■ Stated task: Find every line in the records that contains the string "glass" and copy each such line. Case counts, so match only that exact capitalization.

■ Records shown:

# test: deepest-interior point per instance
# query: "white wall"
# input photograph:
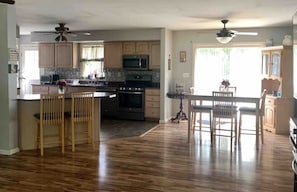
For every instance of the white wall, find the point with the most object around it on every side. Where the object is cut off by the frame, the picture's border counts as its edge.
(172, 42)
(8, 84)
(185, 40)
(166, 75)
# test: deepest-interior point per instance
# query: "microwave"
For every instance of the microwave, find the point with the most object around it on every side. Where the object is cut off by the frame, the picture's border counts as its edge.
(135, 62)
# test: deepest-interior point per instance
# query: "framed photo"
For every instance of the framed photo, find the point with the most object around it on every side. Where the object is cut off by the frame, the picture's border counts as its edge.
(182, 56)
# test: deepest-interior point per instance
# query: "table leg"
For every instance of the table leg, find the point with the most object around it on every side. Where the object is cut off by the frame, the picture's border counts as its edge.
(257, 125)
(181, 115)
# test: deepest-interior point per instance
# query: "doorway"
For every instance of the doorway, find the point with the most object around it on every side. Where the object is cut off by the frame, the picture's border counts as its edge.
(29, 68)
(241, 66)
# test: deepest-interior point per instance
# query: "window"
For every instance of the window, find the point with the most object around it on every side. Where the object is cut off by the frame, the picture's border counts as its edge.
(92, 65)
(240, 65)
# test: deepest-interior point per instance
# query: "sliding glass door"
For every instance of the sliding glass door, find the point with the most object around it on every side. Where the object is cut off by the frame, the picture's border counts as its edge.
(240, 65)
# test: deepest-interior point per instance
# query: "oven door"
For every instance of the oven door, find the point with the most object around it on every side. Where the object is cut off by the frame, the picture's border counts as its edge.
(130, 101)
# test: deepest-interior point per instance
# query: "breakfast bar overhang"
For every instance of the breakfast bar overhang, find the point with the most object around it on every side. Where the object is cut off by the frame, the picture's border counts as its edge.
(29, 105)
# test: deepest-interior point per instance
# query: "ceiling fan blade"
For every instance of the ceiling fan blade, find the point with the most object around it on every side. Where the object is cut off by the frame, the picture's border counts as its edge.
(7, 1)
(244, 33)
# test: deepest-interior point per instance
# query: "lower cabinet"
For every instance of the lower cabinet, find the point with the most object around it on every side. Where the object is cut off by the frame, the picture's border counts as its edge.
(40, 89)
(45, 89)
(152, 103)
(277, 113)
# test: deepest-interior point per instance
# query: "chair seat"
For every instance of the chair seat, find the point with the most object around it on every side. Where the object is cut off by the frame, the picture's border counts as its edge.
(47, 116)
(247, 109)
(202, 107)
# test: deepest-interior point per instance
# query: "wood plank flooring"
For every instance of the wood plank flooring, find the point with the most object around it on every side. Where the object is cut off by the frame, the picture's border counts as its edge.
(161, 160)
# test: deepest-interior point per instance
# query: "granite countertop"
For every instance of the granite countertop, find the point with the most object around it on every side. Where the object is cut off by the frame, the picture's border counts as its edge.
(34, 97)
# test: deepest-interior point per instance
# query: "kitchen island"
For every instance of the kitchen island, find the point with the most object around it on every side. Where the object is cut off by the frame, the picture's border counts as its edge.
(29, 104)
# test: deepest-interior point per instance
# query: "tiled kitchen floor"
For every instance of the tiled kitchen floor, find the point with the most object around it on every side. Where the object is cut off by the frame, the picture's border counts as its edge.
(111, 128)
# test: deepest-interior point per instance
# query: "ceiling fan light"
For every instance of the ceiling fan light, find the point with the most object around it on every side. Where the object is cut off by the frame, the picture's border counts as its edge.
(57, 38)
(224, 40)
(64, 38)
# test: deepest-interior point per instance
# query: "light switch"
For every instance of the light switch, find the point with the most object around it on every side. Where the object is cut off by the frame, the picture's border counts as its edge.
(186, 75)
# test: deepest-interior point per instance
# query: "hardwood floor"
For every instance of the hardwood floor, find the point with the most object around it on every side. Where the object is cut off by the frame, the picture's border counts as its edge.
(161, 160)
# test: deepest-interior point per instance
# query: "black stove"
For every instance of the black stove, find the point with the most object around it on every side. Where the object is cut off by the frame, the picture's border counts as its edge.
(131, 97)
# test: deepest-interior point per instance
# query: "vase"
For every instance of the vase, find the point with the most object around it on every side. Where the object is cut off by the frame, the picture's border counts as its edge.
(61, 90)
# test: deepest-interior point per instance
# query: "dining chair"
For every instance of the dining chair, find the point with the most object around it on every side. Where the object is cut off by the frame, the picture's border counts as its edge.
(252, 111)
(51, 115)
(82, 111)
(232, 89)
(224, 109)
(199, 107)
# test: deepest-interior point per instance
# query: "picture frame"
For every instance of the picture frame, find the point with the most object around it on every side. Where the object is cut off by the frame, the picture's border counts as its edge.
(182, 56)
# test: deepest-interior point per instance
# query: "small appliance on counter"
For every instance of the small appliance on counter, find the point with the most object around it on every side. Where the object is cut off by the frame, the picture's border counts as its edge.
(55, 78)
(45, 79)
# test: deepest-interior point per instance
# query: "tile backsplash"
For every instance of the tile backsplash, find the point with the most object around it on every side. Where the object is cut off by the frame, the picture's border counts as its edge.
(110, 74)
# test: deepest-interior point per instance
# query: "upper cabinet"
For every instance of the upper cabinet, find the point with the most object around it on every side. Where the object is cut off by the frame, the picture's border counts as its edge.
(136, 48)
(113, 55)
(59, 55)
(271, 62)
(154, 55)
(113, 52)
(277, 70)
(66, 55)
(46, 55)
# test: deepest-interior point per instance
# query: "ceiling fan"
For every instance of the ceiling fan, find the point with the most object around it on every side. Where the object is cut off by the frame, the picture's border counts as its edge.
(225, 36)
(63, 32)
(7, 1)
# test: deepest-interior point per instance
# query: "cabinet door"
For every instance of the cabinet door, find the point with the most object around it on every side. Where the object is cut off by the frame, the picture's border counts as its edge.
(39, 89)
(128, 48)
(63, 55)
(275, 62)
(53, 89)
(113, 55)
(269, 116)
(141, 48)
(265, 63)
(46, 55)
(154, 55)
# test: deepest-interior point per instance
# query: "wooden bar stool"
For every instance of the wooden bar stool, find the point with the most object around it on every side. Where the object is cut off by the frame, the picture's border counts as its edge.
(252, 111)
(51, 114)
(82, 111)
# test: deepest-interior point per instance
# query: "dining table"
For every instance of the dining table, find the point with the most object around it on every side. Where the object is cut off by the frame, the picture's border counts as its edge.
(238, 99)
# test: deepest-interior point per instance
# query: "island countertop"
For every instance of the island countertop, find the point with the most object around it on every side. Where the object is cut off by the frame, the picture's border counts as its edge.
(33, 97)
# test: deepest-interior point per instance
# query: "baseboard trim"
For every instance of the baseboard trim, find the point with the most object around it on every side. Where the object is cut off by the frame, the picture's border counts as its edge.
(9, 152)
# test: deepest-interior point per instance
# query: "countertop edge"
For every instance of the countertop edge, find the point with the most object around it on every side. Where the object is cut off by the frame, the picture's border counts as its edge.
(36, 97)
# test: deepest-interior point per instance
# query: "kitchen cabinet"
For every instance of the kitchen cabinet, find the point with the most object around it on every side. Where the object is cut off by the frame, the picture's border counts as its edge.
(40, 89)
(277, 71)
(45, 89)
(113, 55)
(277, 113)
(59, 55)
(154, 60)
(136, 48)
(271, 62)
(152, 103)
(73, 89)
(46, 55)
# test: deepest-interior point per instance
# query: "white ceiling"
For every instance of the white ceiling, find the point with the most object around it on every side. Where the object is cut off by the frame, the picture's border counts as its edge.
(80, 15)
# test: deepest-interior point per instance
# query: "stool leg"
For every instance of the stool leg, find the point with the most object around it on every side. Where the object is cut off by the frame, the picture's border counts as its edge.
(239, 128)
(72, 135)
(41, 139)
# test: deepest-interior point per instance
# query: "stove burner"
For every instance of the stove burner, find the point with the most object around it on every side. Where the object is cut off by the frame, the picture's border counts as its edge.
(131, 89)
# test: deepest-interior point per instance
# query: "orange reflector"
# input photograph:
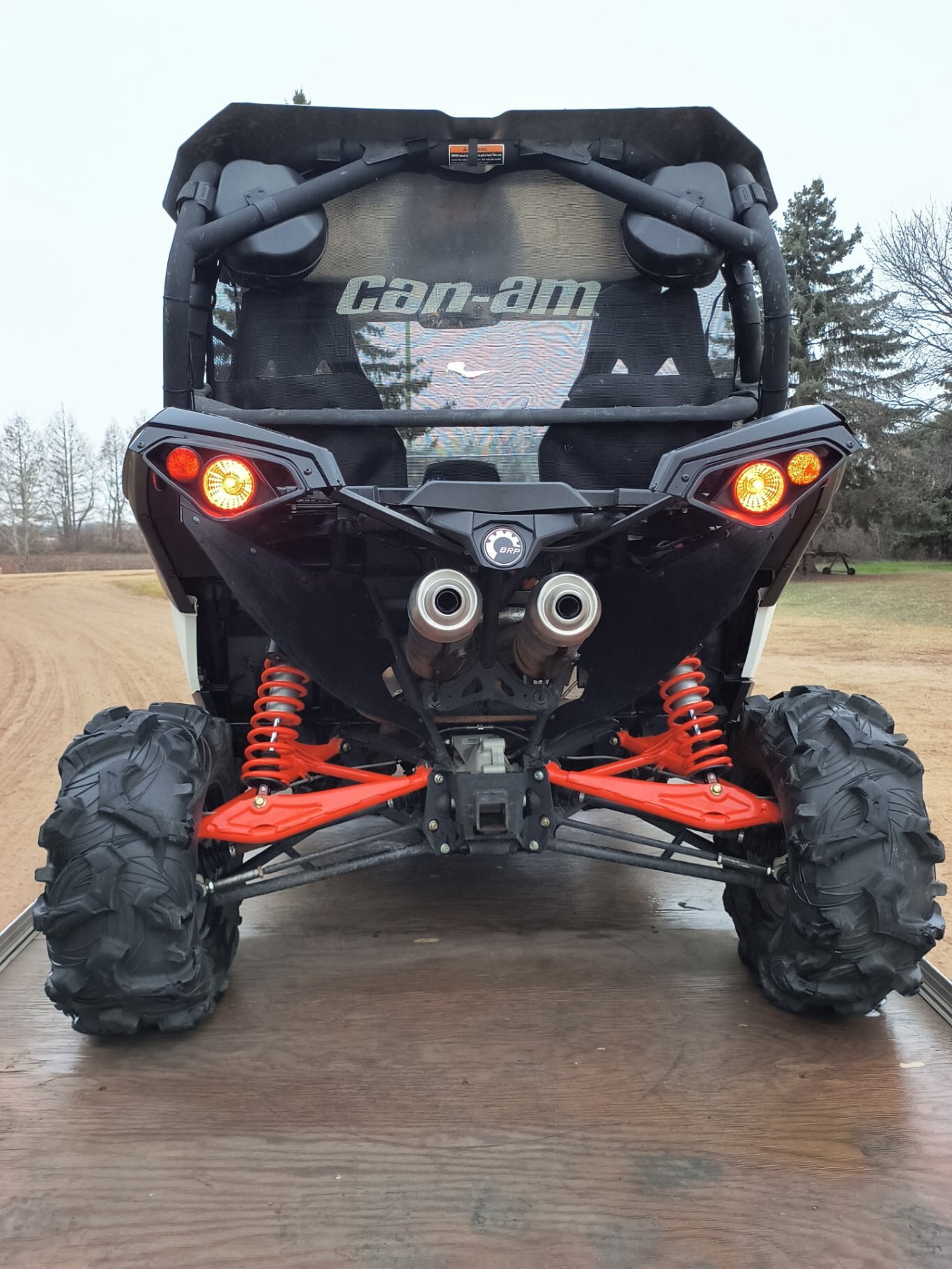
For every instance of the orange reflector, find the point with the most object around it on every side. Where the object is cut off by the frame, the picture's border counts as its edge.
(758, 488)
(183, 463)
(804, 468)
(227, 484)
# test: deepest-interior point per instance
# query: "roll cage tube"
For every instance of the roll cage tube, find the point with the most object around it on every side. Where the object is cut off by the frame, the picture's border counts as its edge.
(188, 292)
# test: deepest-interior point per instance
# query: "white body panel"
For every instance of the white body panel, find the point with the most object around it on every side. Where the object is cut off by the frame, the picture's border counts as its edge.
(185, 626)
(758, 638)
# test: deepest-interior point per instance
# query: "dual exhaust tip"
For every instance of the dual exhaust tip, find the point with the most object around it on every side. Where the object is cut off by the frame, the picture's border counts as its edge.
(446, 608)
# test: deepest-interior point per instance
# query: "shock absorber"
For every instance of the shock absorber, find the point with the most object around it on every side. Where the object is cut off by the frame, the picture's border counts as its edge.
(275, 723)
(692, 720)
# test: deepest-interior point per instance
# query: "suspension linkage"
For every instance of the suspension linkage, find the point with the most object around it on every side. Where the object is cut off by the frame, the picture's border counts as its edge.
(675, 845)
(289, 873)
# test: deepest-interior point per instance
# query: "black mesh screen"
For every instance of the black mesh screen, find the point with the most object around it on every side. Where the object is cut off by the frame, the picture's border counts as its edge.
(289, 349)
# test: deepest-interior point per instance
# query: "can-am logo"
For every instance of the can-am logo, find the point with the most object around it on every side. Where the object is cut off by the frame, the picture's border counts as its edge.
(503, 547)
(559, 298)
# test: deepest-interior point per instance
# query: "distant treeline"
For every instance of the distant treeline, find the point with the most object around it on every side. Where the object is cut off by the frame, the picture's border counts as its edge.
(875, 343)
(59, 493)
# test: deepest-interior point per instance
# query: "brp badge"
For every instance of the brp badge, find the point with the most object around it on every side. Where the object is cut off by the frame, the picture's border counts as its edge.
(503, 547)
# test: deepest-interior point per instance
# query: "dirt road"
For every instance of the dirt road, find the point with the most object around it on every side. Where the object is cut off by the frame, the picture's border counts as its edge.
(71, 644)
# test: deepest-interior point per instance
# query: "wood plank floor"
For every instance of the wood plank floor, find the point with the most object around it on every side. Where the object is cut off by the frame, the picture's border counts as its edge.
(499, 1063)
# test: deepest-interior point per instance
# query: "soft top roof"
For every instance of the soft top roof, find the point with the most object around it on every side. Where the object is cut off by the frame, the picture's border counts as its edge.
(307, 136)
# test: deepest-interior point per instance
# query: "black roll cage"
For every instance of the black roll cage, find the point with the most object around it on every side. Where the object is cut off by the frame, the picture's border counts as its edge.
(762, 343)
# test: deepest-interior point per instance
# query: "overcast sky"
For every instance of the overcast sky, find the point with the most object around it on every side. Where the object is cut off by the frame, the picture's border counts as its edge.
(97, 97)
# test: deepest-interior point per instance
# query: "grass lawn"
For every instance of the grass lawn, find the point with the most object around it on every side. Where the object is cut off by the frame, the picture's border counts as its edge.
(877, 567)
(148, 587)
(885, 593)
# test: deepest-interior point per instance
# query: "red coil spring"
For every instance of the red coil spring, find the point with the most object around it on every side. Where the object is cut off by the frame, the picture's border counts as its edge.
(275, 723)
(692, 720)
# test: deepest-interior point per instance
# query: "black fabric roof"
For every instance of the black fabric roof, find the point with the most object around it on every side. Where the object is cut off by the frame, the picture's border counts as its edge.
(304, 136)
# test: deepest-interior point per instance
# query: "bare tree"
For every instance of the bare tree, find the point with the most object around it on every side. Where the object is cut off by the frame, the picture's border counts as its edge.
(916, 254)
(22, 484)
(70, 477)
(112, 454)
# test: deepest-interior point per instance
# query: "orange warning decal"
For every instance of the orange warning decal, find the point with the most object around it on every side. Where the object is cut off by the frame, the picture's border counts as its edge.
(483, 153)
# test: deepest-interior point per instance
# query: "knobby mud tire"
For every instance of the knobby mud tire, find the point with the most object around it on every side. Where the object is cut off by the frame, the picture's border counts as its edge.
(859, 907)
(131, 947)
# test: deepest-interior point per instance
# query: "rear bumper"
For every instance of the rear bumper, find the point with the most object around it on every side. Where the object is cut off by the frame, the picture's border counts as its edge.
(692, 569)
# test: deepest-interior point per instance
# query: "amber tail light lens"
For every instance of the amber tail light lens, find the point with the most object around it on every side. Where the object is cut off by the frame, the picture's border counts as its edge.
(804, 468)
(227, 484)
(183, 463)
(758, 488)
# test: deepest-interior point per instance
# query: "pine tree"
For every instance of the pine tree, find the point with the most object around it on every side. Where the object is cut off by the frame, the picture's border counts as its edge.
(21, 484)
(397, 377)
(112, 456)
(842, 348)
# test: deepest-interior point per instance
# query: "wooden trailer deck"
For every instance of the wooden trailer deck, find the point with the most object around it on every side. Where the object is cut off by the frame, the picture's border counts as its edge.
(499, 1063)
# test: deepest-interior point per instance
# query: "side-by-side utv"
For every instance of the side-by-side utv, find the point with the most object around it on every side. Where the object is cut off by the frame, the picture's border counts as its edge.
(474, 494)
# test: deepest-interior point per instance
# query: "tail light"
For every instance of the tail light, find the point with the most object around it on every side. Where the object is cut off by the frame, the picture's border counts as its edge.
(758, 488)
(227, 484)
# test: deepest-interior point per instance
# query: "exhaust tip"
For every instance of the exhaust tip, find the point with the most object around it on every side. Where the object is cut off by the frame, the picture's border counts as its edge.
(567, 608)
(445, 606)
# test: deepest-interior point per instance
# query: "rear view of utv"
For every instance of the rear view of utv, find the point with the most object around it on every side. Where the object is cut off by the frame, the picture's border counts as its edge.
(474, 493)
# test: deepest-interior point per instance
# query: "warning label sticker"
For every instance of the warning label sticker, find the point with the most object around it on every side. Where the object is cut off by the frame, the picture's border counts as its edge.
(461, 155)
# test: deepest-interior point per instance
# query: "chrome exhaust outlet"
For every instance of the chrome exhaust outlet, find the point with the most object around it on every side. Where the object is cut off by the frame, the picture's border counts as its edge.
(561, 613)
(445, 609)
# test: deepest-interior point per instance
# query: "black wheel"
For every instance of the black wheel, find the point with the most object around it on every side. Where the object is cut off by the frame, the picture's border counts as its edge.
(854, 907)
(131, 947)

■ Answer to this problem:
# query: "sliding glass door"
For every instance of the sliding glass door, find the point with the most object around it on every side. Where the object is cut off by the frame, the picture's border counts as its edge.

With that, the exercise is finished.